__PASSAGE__
◇ ◇ ◇

Two sleepovers in any one weekend would be too many. In fact, one sleepover in two weeks would be too many for us, and for all the families I know, I think (my daughter is nearly 12). She and her friends very rarely do sleepovers unless it's for a birthday party. A few of her friends who have extremely close best pals, who often live very close in the same neighborhoods, do sleep over more often.

The most basic thing to tell yourself, and then her, is that when a friend sleeps over they are having fun and that's fine, but no matter how well they claim the slept, they are not getting enough sleep and the sleep they do get isn't going to be very restful. One night of that occasionally is great and a treat.

But two nights in a row is enough to get her body especially tired and off-kilter, and will affect the following week at school. Sunday night alone isn't really going to get her body and brain back on track. She will spend all Saturday kind of tired and draggy after a Friday sleepover; do you want her also tired and draggy all of Sunday too? That isn't wise and she is old enough to get that.

Also, if she's doing so well in school (congrats!) she needs weekend time for homework, I'm sure. And she needs to be fresh enough to do it.

I think the real issue here is not so much focusing on a sleepover rule; isn't your real issue that you're worried about her tendencies to stay in her room a lot and think about One Direction? You seemed very thrilled -- maybe a bit too much so -- just to lay eyes on her that one night when she had a friend over.

She might need more -- well, let's not say "play dates" as she's old for that term, but more time with friends just coming over to do stuff. Doesn't have to be a sleepover; can you interest her in some crafts that she likes? Tell her to invite a friend for a couple of hours on a weekend afternoon and you'll provide any and all craft stuff they want (set it up on the dining room table so you can see her and they don't disappear into her room forever). Heck, I'd let them decoupage boxes with pictures of One Direction if she wants; whatever is fun for her and the friend!

Tell her you'd like to take her and a friend to a movie they really want to see.

◇ ◇ ◇

Saved data entries:
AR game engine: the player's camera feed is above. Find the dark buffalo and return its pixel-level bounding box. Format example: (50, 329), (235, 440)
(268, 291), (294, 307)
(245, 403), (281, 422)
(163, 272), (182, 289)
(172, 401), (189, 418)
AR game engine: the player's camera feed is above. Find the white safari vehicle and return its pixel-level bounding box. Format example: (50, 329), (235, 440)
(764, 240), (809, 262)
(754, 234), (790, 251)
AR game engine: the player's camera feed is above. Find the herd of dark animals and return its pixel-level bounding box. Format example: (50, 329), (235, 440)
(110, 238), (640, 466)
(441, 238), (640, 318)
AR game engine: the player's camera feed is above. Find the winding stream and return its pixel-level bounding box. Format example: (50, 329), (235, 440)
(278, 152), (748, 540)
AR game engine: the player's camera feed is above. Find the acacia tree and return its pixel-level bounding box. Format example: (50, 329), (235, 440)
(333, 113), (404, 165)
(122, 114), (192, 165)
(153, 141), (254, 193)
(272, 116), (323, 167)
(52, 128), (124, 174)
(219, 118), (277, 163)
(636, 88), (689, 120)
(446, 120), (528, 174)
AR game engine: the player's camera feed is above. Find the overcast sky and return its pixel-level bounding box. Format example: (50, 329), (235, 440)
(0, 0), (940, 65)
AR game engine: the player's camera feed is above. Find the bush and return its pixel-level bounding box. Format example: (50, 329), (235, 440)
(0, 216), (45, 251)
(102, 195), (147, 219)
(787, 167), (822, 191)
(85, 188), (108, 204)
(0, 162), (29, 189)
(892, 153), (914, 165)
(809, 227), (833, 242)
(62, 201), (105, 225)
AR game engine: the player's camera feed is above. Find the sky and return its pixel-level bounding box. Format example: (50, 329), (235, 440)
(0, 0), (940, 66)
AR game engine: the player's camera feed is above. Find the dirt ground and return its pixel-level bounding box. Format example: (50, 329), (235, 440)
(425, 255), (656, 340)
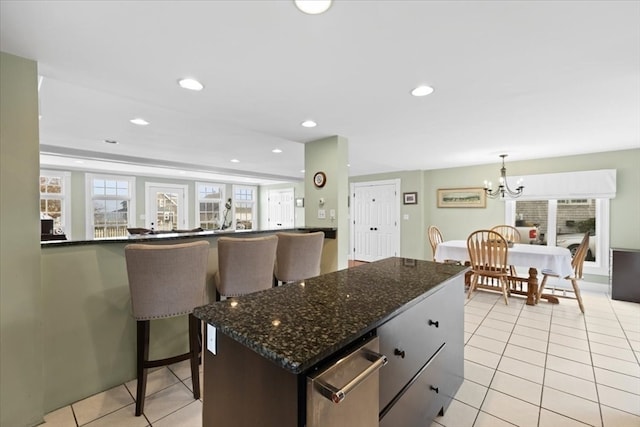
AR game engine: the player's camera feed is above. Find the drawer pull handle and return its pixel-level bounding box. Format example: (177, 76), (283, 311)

◇ ◇ ◇

__TASK A__
Answer these questions about the sleepover advice above, one per line:
(i) What age is the writer's daughter nearly?
(ii) Which night alone does the writer say isn't going to get the body and brain back on track?
(iii) Where does the writer suggest setting up the craft supplies?
__TASK B__
Retype everything in the sleepover advice from "She might need" down to "and the friend!".
__TASK C__
List every day of the week named in the sleepover advice.

__FULL RESPONSE A__
(i) 12
(ii) Sunday night
(iii) On the dining room table

__FULL RESPONSE B__
She might need more -- well, let's not say "play dates" as she's old for that term, but more time with friends just coming over to do stuff. Doesn't have to be a sleepover; can you interest her in some crafts that she likes? Tell her to invite a friend for a couple of hours on a weekend afternoon and you'll provide any and all craft stuff they want (set it up on the dining room table so you can see her and they don't disappear into her room forever). Heck, I'd let them decoupage boxes with pictures of One Direction if she wants; whatever is fun for her and the friend!

__FULL RESPONSE C__
Friday, Saturday, Sunday